[EXERCISE OBJECTIVE]
Write the records out again without change. Leave the pictures behind.

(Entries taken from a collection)

• • •

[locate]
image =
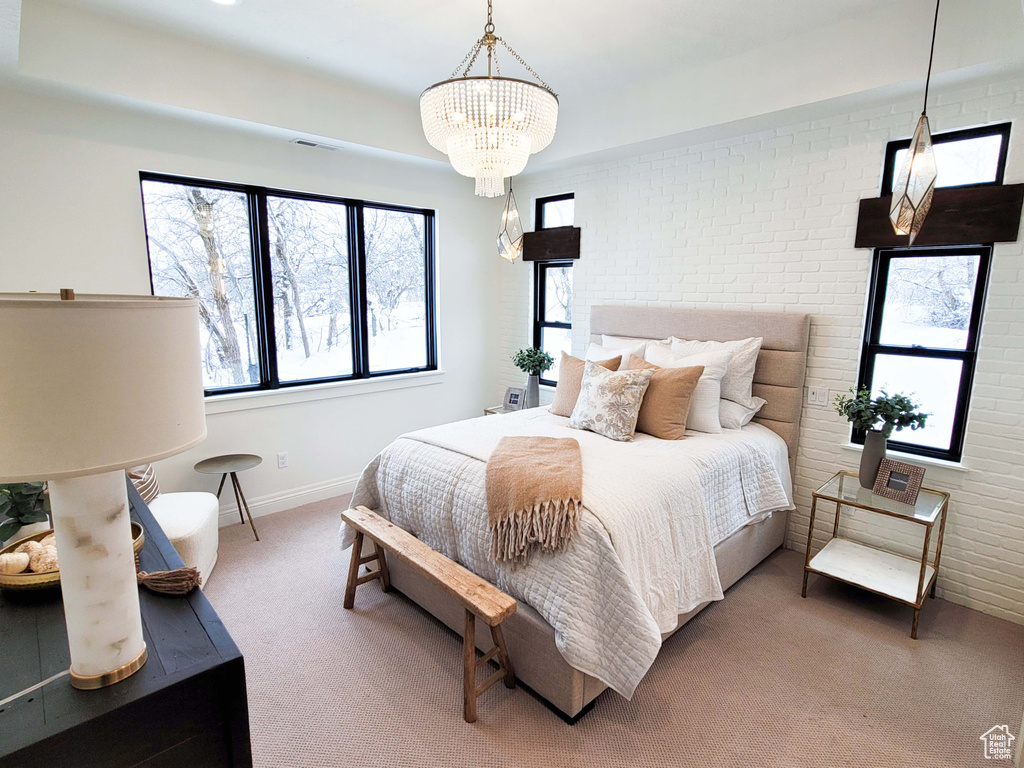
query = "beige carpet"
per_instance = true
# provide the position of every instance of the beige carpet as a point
(762, 679)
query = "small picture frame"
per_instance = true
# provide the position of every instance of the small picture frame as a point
(899, 481)
(515, 398)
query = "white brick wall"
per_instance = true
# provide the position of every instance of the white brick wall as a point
(766, 221)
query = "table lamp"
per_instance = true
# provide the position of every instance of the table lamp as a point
(88, 387)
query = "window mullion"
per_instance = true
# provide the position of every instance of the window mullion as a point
(357, 268)
(265, 329)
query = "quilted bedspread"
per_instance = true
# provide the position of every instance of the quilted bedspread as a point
(644, 552)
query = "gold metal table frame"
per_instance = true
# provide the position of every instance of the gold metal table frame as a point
(866, 500)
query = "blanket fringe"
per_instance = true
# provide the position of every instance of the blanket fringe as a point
(550, 525)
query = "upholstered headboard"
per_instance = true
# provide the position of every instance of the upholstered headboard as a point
(781, 364)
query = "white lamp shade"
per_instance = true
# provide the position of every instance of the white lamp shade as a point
(96, 384)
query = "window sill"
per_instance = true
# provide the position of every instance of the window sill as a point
(914, 459)
(225, 403)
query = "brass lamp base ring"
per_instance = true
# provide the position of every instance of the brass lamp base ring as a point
(92, 682)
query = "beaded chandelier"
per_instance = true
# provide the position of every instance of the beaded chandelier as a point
(915, 182)
(488, 126)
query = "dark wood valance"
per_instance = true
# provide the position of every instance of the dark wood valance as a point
(958, 216)
(557, 244)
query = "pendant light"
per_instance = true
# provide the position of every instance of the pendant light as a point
(510, 233)
(488, 126)
(915, 182)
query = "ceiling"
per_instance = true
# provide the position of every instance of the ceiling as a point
(627, 74)
(580, 47)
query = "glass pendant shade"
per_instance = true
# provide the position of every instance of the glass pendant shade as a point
(915, 183)
(510, 232)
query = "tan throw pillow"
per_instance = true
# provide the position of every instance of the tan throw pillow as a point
(143, 477)
(609, 401)
(667, 402)
(569, 378)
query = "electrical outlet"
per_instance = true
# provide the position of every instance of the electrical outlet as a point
(817, 395)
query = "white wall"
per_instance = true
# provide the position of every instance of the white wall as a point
(71, 216)
(766, 221)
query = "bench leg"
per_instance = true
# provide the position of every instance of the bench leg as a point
(503, 655)
(469, 668)
(382, 565)
(353, 570)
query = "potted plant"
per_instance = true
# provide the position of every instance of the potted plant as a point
(24, 509)
(534, 363)
(878, 417)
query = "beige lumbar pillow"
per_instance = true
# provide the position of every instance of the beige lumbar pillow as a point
(667, 402)
(569, 378)
(609, 401)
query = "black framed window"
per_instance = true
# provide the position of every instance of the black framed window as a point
(553, 287)
(922, 339)
(926, 303)
(976, 157)
(293, 288)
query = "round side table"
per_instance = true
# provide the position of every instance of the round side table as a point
(228, 465)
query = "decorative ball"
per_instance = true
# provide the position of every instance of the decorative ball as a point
(43, 560)
(13, 562)
(30, 547)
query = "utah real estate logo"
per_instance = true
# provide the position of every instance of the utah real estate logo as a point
(998, 742)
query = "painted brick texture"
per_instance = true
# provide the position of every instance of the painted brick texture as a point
(766, 221)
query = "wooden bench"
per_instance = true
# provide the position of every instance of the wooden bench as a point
(479, 598)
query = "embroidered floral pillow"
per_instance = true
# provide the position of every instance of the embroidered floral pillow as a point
(609, 400)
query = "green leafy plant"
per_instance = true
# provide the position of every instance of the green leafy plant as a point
(894, 412)
(532, 361)
(22, 504)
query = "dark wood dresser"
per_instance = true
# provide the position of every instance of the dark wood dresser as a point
(186, 708)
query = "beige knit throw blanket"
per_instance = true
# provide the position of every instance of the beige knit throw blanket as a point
(535, 486)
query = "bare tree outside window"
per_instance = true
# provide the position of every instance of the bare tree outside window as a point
(309, 264)
(395, 243)
(275, 273)
(200, 247)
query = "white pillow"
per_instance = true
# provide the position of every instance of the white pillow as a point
(625, 342)
(738, 380)
(704, 415)
(609, 400)
(734, 416)
(596, 353)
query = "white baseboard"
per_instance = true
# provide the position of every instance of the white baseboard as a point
(270, 503)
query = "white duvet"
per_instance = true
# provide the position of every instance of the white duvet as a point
(644, 551)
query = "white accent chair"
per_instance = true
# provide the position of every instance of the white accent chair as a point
(189, 520)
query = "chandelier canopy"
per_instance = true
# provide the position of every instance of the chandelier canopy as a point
(488, 126)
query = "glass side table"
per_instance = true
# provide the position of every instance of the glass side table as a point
(906, 580)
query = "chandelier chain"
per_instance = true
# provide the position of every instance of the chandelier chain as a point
(525, 66)
(931, 56)
(473, 50)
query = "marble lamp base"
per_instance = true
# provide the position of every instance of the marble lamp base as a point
(97, 578)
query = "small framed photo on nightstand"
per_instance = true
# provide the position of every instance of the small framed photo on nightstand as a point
(515, 398)
(899, 481)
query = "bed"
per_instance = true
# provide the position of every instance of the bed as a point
(668, 525)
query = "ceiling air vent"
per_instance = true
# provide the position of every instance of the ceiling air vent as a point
(313, 144)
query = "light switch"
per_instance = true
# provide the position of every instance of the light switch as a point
(817, 395)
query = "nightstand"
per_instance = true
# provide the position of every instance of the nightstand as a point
(906, 580)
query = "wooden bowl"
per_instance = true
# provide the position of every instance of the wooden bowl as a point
(30, 581)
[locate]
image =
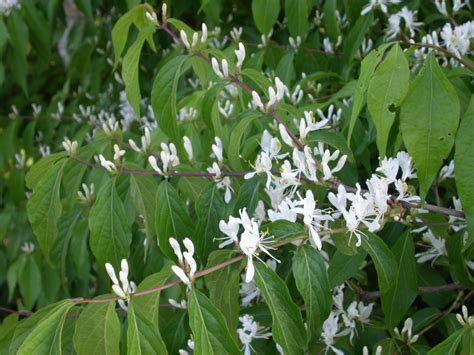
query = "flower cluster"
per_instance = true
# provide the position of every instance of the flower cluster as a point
(187, 264)
(126, 288)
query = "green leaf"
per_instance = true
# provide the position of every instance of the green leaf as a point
(387, 89)
(342, 267)
(211, 335)
(464, 162)
(172, 218)
(236, 139)
(367, 69)
(356, 36)
(330, 21)
(150, 304)
(143, 190)
(131, 66)
(449, 345)
(223, 286)
(265, 13)
(97, 330)
(163, 97)
(297, 12)
(287, 329)
(384, 261)
(142, 336)
(399, 298)
(429, 119)
(45, 338)
(312, 282)
(44, 208)
(210, 209)
(29, 280)
(110, 233)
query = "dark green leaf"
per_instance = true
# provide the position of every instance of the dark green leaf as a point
(429, 119)
(287, 328)
(211, 334)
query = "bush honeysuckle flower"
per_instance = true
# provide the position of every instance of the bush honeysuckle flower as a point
(70, 146)
(127, 288)
(406, 334)
(188, 265)
(249, 331)
(146, 143)
(251, 242)
(313, 218)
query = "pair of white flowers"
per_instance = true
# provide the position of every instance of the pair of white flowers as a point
(251, 241)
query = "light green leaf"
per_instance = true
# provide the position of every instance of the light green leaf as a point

• • •

[THE ANSWER]
[locate]
image =
query = "beige carpet"
per_instance = true
# provide the position of every instance of the beige carpet as a point
(762, 679)
query = "small picture frame"
per_instance = true
# provide the position of every instance of the small picture frame as a point
(899, 481)
(515, 398)
query = "white brick wall"
per_instance = true
# provide the position of every instance of the white brick wall as a point
(766, 221)
query = "table lamp"
per_instance = true
# provide the position of every instance of the table lamp as a point
(88, 387)
query = "window mullion"
per_instance = true
# provide the position of every instance of the window mullion as a point
(357, 268)
(265, 329)
query = "quilted bedspread"
per_instance = true
# provide the position of every instance of the quilted bedspread as a point
(644, 552)
query = "gold metal table frame"
per_instance = true
# provide the position of every instance of the gold metal table frame as a point
(866, 500)
query = "blanket fringe"
per_instance = true
# provide the position of every instance of the blanket fringe as a point
(550, 525)
query = "upholstered headboard"
per_instance = true
# provide the position of every instance of the upholstered headboard as a point
(781, 364)
query = "white lamp shade"
per_instance = true
# provide the position of every instance of the white lamp shade as a point
(96, 384)
query = "window sill"
per_instance = true
# provide the position of every instance of the window sill as a point
(914, 459)
(225, 403)
query = "brass lamp base ring"
per_instance = true
# provide the position of every instance of the brass lamp base ring as a point
(92, 682)
query = "beaded chandelier"
per_instance = true
# provide the position of every instance of the beaded chandelier as a point
(915, 182)
(488, 126)
query = "dark wood valance"
per_instance = true
# provide the position of every instance of the dark wood valance as a point
(958, 216)
(557, 244)
query = "pendant light"
per_instance = true
# provide the position of every instance of the pendant light as a point
(510, 233)
(488, 126)
(915, 182)
query = "ceiling"
per_instance = true
# provide the position of every instance of the ceiling as a point
(627, 74)
(580, 47)
query = "glass pendant shade"
per_instance = true
# provide the position of every instance of the glass pendant shade as a point
(915, 183)
(510, 232)
query = "tan throw pillow"
per_instance = true
# provide the position of every instance of the tan throw pillow as a point
(143, 477)
(609, 401)
(667, 402)
(569, 378)
query = "electrical outlet"
per_instance = true
# provide the position of every instance of the electrical outlet as a point
(817, 395)
query = "white wall"
per_instance = true
# provide the position of every instance of the white wall as a point
(71, 216)
(766, 221)
query = "bench leg"
per_instance = true
# provide the position of every instance of the bench leg as a point
(503, 655)
(469, 668)
(382, 565)
(353, 570)
query = "potted plant"
per_instance = true
# provide the position of every instance of the potted plant as a point
(24, 509)
(534, 363)
(878, 417)
query = "beige lumbar pillow"
per_instance = true
# provide the position of every instance of the beige lumbar pillow as a point
(667, 402)
(569, 378)
(609, 401)
query = "black framed window"
per_instance = true
# provide the position of every instance of the black framed window as a point
(553, 287)
(922, 339)
(926, 303)
(976, 157)
(293, 288)
query = "round side table"
per_instance = true
# provide the position of every instance of the round side table as a point
(228, 465)
query = "decorative ball"
per_instance = true
# provide the position of every instance of the decorative ball as a point
(43, 560)
(13, 562)
(30, 547)
query = "utah real estate logo"
per_instance = true
# provide the position of every instance of the utah real estate logo as a point
(998, 742)
query = "painted brick texture"
per_instance = true
# provide the position of every instance of the painted brick texture as a point
(766, 221)
query = "wooden bench"
per_instance = true
# provide the position of every instance of the wooden bench as a point
(479, 598)
query = "embroidered floral pillow"
per_instance = true
# provide the position of every instance of the embroidered floral pillow as a point
(609, 400)
query = "green leafy plant"
per_instance = true
# provide the position of every instance of the green leafy plant as a point
(894, 412)
(532, 361)
(22, 504)
query = "dark wood dresser"
per_instance = true
# provide the position of every instance of the dark wood dresser as a point
(186, 708)
query = "beige knit throw blanket"
per_instance = true
# provide the position of every instance of the beige knit throw blanket as a point
(535, 486)
query = "bare tree outside window"
per_instance = true
# provide the position of every instance of the bare tree outside window as a point
(309, 264)
(395, 243)
(275, 273)
(200, 247)
query = "white pillow"
per_instance = true
# provide the position of every instance of the white pillow as a point
(625, 342)
(738, 380)
(704, 415)
(609, 400)
(734, 416)
(596, 353)
query = "white baseboard"
per_instance = true
# provide the position of every instance of the white baseboard as a point
(270, 503)
query = "white duvet"
per_instance = true
# provide the position of every instance of the white duvet as a point
(644, 551)
query = "white accent chair"
per_instance = true
# provide the position of every instance of the white accent chair as a point
(189, 520)
query = "chandelier canopy"
per_instance = true
# provide the position of every instance of the chandelier canopy as a point
(488, 126)
query = "glass side table"
per_instance = true
# provide the position of every instance of the glass side table as a point
(906, 580)
query = "chandelier chain"
per_instance = true
# provide the position of every instance of the chandelier chain as a point
(525, 66)
(931, 56)
(473, 50)
query = "marble lamp base"
per_instance = true
# provide the position of every instance of the marble lamp base as a point
(97, 578)
query = "small framed photo on nightstand"
per_instance = true
# provide the position of every instance of the small framed photo on nightstand as a point
(515, 398)
(899, 481)
query = "bed"
per_instance = true
# provide the position of every instance of the bed as a point
(668, 525)
query = "ceiling air vent"
per_instance = true
# provide the position of every instance of the ceiling air vent as a point
(313, 144)
query = "light switch"
per_instance = true
# provide the position of every instance of the light switch as a point
(817, 395)
query = "nightstand"
per_instance = true
# provide the position of every instance of the nightstand as a point
(906, 580)
query = "wooden bowl"
per_instance = true
# provide the position of every instance of the wooden bowl as a point
(30, 581)
[locate]
image =
query = "flower cluster"
per_instance = true
# provide the position of every instance of the flower cluster as a point
(187, 264)
(126, 288)
query = "green leaf"
per_instance = true
# provide the position of every instance of the green leaf as a point
(387, 89)
(342, 267)
(211, 335)
(464, 162)
(172, 218)
(236, 139)
(367, 69)
(356, 36)
(330, 21)
(150, 304)
(143, 190)
(131, 66)
(449, 345)
(223, 286)
(265, 13)
(97, 330)
(163, 97)
(297, 12)
(287, 329)
(384, 261)
(142, 336)
(399, 298)
(429, 119)
(45, 338)
(312, 282)
(44, 208)
(210, 209)
(29, 280)
(110, 233)
query = "dark green leaf"
per_instance = true
# provide the position of every instance of the dark green leaf as a point
(429, 119)
(287, 328)
(211, 334)
query = "bush honeysuckle flower"
per_instance = true
# provide the position of every instance of the bush honeysuckle flower as a point
(70, 146)
(127, 288)
(406, 334)
(188, 265)
(249, 331)
(146, 143)
(251, 242)
(313, 218)
query = "pair of white flowers"
per_instance = true
# provide the position of every instance of the pair of white flowers as a point
(251, 241)
query = "light green leaf"
per_instance = true
# provide the position of every instance of the light green leaf as a point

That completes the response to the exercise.